DESCRIPTION OF THE TASK –
Write out exactly, with no other output, the lines below from the one that contains "Query: sailboat wall decoration" through the end.

»»

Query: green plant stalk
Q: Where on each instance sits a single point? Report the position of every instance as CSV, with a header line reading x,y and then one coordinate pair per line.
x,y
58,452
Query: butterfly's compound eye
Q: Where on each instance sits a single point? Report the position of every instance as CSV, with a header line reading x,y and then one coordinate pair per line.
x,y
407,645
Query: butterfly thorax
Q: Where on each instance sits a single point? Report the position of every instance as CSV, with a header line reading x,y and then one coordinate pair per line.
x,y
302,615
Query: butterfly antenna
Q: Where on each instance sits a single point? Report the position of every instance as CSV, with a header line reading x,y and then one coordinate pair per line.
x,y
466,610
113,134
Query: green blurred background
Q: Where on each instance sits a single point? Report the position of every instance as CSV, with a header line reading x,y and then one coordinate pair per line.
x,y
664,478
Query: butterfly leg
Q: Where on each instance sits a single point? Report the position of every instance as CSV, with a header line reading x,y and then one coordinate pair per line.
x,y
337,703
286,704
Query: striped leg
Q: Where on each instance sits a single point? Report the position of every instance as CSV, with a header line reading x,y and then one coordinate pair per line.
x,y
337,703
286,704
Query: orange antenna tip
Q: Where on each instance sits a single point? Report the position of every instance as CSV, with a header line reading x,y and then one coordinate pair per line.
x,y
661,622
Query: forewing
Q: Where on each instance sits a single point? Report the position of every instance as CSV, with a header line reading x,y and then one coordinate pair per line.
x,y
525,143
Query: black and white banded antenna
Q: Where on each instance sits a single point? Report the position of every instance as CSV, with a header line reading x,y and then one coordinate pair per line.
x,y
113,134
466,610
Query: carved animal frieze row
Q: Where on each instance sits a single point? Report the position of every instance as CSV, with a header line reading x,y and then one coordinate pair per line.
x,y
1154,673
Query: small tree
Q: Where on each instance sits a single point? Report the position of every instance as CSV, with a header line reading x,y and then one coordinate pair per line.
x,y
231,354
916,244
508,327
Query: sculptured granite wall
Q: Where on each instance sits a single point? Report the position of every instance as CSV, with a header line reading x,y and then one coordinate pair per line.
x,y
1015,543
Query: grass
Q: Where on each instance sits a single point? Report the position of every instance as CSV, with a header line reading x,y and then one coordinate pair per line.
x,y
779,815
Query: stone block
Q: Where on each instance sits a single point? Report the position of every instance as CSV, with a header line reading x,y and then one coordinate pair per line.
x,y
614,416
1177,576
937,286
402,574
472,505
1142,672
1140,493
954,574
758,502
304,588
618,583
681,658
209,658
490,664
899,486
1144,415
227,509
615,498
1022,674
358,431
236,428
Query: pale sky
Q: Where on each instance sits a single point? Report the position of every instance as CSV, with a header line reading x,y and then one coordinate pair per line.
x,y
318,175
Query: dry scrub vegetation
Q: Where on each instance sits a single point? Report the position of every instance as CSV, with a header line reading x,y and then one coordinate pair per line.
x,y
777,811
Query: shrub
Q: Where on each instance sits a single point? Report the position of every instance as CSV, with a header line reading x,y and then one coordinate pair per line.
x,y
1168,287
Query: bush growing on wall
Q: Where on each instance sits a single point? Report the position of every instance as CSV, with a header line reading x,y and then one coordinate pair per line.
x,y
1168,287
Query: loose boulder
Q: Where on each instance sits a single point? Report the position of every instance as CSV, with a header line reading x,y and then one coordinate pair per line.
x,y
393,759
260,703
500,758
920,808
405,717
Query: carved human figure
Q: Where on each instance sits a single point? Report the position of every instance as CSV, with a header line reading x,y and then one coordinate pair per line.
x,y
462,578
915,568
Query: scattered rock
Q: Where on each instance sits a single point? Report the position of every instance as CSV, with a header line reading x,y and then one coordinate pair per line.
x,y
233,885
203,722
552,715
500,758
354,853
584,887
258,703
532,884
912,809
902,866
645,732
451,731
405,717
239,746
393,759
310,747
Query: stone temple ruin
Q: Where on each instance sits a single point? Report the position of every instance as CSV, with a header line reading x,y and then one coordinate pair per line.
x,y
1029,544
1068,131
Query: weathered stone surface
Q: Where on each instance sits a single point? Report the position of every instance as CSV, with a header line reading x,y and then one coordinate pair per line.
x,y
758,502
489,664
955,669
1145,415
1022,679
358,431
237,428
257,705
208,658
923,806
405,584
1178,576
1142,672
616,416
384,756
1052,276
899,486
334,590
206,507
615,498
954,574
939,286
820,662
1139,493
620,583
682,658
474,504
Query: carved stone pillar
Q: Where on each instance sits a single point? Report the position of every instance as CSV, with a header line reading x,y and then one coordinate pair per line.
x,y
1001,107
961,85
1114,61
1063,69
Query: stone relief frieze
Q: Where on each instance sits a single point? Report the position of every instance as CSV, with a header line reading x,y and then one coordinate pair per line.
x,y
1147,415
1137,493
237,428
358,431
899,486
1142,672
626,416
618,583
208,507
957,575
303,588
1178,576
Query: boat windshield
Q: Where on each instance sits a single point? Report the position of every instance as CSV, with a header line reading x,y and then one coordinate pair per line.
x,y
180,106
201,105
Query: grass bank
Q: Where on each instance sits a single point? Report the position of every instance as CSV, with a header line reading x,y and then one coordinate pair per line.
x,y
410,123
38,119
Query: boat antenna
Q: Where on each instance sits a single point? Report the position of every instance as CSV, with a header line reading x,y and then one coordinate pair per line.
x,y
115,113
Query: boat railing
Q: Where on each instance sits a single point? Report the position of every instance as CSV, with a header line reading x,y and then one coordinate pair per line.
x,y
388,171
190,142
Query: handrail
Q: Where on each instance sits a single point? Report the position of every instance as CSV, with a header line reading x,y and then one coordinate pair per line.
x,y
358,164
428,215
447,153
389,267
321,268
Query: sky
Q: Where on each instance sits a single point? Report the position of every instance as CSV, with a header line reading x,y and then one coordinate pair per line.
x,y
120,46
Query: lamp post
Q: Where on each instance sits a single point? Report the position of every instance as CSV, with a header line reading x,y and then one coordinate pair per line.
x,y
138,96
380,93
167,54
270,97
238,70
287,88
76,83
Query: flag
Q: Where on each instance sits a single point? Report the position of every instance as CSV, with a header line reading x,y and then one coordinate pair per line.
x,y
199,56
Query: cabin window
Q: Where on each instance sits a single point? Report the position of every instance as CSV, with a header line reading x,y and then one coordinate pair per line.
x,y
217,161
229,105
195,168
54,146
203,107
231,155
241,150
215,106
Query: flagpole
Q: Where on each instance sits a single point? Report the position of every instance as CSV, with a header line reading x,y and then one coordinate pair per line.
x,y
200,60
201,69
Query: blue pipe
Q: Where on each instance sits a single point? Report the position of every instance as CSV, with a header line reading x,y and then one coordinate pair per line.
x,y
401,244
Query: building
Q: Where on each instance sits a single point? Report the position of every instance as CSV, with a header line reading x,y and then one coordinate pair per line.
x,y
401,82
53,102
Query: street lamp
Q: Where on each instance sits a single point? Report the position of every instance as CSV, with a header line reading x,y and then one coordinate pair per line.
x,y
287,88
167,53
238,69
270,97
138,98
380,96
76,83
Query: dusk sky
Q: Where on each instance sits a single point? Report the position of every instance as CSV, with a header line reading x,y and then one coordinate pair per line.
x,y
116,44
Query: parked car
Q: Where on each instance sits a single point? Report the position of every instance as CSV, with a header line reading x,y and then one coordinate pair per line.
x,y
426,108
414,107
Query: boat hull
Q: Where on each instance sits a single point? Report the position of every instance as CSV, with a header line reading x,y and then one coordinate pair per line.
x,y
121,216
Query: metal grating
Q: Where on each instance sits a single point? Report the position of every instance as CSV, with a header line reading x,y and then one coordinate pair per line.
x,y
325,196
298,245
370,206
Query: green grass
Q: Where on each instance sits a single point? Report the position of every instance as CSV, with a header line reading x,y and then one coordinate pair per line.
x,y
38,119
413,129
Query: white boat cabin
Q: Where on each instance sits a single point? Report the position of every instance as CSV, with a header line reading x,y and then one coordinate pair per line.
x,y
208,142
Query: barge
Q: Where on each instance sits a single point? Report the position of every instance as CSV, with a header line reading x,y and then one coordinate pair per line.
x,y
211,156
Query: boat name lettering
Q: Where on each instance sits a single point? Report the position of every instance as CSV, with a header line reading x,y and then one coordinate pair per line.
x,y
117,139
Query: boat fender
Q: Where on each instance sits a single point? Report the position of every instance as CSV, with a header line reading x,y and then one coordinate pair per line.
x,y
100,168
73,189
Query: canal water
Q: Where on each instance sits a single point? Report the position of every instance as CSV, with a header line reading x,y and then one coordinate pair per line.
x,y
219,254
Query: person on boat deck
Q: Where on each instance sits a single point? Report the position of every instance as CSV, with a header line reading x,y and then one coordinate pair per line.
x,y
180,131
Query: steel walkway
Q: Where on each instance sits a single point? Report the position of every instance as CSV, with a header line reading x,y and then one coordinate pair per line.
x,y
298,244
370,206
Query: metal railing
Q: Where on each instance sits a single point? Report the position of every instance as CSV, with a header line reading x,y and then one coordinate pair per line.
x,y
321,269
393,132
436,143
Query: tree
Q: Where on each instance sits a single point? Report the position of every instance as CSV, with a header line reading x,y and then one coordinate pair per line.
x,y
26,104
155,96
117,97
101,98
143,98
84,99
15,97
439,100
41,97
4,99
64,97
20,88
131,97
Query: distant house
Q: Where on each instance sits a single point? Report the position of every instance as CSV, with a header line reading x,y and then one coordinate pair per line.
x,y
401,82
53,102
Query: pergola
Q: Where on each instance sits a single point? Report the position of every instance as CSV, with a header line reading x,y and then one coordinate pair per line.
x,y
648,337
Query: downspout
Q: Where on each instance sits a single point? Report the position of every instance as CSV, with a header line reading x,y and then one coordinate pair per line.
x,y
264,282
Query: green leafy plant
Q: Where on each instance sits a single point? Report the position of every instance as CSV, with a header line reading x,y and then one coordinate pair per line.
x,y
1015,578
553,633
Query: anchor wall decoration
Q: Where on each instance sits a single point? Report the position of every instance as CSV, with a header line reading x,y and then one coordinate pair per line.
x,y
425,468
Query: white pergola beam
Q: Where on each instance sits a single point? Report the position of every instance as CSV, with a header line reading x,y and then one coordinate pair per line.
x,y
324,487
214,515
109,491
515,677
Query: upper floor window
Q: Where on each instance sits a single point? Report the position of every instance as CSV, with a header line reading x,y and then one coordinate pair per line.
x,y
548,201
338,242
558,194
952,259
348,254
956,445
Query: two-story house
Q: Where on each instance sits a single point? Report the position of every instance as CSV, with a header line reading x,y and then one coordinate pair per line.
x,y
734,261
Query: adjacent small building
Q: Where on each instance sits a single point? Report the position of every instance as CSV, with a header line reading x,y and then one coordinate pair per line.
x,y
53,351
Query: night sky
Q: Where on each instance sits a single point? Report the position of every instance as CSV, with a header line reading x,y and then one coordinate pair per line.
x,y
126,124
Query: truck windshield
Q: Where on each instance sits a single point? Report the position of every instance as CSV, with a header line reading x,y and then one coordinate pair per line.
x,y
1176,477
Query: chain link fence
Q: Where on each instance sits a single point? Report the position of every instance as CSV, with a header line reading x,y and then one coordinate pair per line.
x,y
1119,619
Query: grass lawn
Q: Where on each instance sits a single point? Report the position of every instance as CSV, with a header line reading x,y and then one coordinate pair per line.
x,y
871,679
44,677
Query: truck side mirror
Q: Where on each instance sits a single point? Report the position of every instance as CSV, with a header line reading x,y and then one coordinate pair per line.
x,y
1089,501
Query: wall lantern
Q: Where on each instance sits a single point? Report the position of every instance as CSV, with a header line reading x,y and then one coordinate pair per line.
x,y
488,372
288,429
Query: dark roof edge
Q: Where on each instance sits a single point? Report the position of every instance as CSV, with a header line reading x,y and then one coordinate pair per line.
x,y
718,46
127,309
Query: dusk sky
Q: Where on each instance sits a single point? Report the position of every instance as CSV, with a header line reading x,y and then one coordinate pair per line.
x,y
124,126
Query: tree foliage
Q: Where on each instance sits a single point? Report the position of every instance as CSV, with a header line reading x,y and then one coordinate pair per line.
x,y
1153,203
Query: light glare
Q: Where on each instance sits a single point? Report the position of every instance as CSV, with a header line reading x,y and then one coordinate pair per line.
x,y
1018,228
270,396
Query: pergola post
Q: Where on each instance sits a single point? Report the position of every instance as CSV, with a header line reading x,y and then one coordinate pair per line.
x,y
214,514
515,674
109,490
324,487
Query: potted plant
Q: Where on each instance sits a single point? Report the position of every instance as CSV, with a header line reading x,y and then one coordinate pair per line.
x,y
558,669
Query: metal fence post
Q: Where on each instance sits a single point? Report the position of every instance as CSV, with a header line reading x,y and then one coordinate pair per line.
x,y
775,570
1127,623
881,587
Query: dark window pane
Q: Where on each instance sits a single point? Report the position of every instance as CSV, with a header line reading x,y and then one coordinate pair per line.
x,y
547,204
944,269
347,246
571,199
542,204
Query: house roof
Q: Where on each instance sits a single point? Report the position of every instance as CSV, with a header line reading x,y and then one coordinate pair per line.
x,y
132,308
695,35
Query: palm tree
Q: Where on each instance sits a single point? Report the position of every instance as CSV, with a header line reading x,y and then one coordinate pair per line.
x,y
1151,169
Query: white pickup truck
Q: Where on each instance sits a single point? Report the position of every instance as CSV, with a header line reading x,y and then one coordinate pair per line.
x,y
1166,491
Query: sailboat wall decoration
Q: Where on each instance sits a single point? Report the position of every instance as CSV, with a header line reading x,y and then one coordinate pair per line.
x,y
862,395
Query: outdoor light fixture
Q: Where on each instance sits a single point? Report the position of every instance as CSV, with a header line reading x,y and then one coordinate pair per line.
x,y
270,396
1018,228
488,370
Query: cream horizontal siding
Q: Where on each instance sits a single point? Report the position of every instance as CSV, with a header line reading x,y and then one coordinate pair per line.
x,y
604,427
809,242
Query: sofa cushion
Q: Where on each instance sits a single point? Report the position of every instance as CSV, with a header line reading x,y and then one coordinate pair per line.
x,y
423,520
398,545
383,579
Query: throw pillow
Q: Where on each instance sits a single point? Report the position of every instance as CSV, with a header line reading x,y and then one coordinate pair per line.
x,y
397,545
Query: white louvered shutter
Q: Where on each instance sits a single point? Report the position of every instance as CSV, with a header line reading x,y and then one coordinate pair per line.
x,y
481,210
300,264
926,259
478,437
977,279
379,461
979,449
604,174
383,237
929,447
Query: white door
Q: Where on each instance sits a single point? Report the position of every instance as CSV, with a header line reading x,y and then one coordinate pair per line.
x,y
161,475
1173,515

««

IN RESPONSE –
Query: sailboat wall decoration
Q: Where on each instance sits a single point? Report the position of every instance as CSV, with a header line reading x,y and then one coordinate pair per line.
x,y
862,395
Query: outdoor light fixture
Q: Where on each instance sits a single point? Report the position of every instance as CSV, with a header line reading x,y and then one coordinate pair per line.
x,y
270,396
1018,228
488,370
Query: cream horizontal siding
Q: Where on each instance sits a single point? Report the position of every instance as CSV, with a header line reading x,y and then one coordinate pair per line.
x,y
604,427
809,242
Query: sofa cushion
Q: Where on each instance sits a single point? Report the position of every instance as CSV, with a header line reading x,y and then one coordinate pair per line.
x,y
423,520
398,545
383,579
Query: throw pillow
Q: Where on each instance sits a single point? Report the position of every instance as CSV, with a header line reading x,y and then one coordinate pair per line.
x,y
397,545
Query: white louvered shutter
Q: Where on each instance sits a single point? Report the position of every instance as CSV, with a header line reading x,y and then one coordinate pair per line.
x,y
481,210
300,264
926,259
478,437
977,279
379,461
979,449
604,174
383,237
929,447
Query: white door
Q: Where on each instance sits a single point? Report the position of every instance as CSV, with a header line reading x,y and then one coordinate pair per line.
x,y
161,475
1173,515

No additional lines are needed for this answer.